## Direction
Replace "brown twig" with "dry branch" in everything from the line containing "Could you give" down to the line containing "Rings of one" in the material below, and give those lines back with nothing else altered.

## Exercise inputs
>> BEGIN
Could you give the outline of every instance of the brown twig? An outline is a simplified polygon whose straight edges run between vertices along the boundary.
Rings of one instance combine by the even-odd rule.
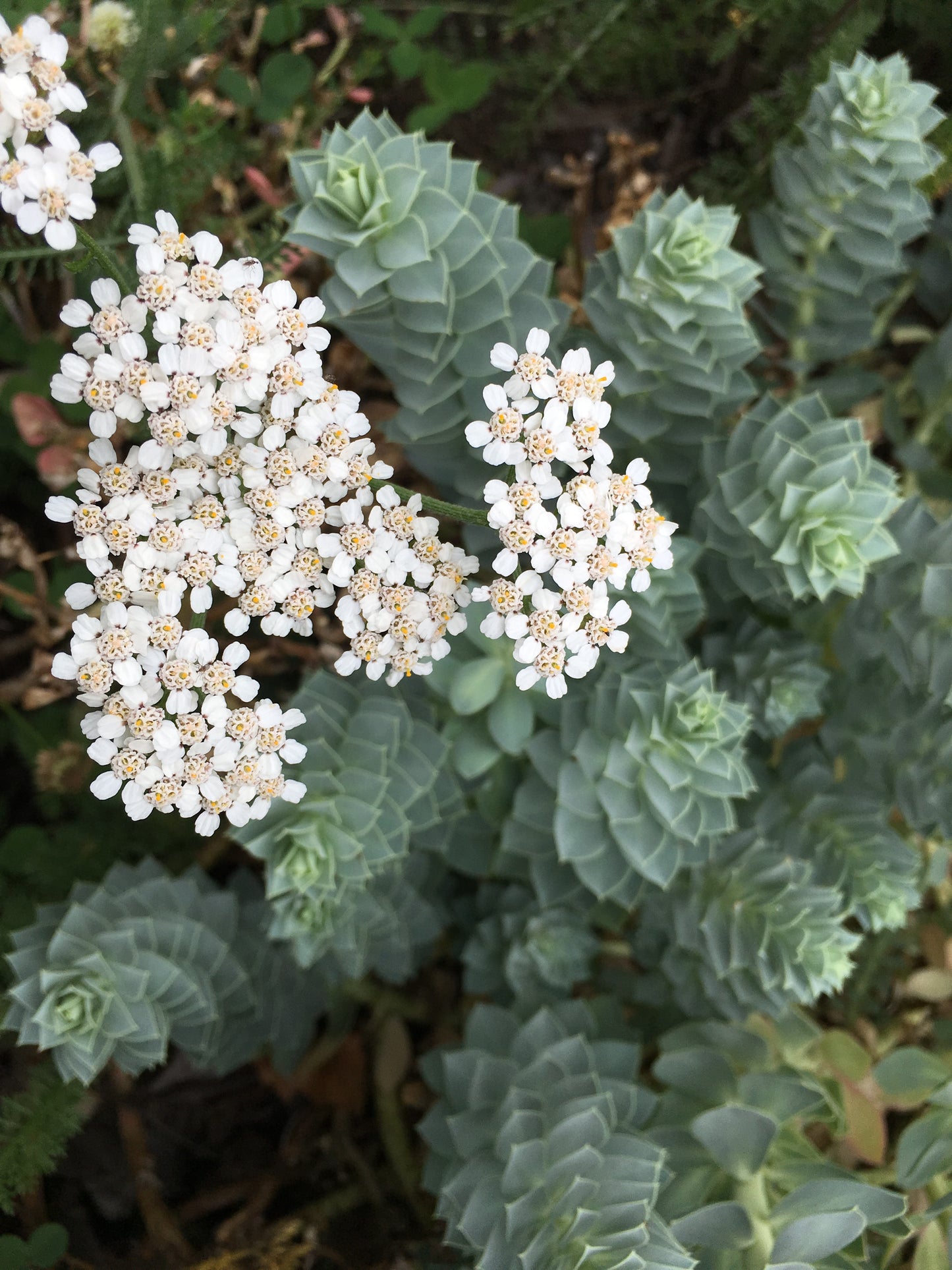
>> END
>> BEGIN
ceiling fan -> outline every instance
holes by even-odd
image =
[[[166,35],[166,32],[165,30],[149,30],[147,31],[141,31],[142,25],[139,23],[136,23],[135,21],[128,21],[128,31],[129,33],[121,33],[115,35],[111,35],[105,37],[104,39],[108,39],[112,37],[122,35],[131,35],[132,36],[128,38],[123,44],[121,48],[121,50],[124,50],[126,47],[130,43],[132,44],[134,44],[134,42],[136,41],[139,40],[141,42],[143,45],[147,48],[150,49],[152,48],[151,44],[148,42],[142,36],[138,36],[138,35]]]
>> END
## Solved problem
Could you give the outline of every instance of the dry branch? An outline is a simplified polygon whose straight edges run between vertices along the boundary.
Rings of one instance combine by the even-odd rule.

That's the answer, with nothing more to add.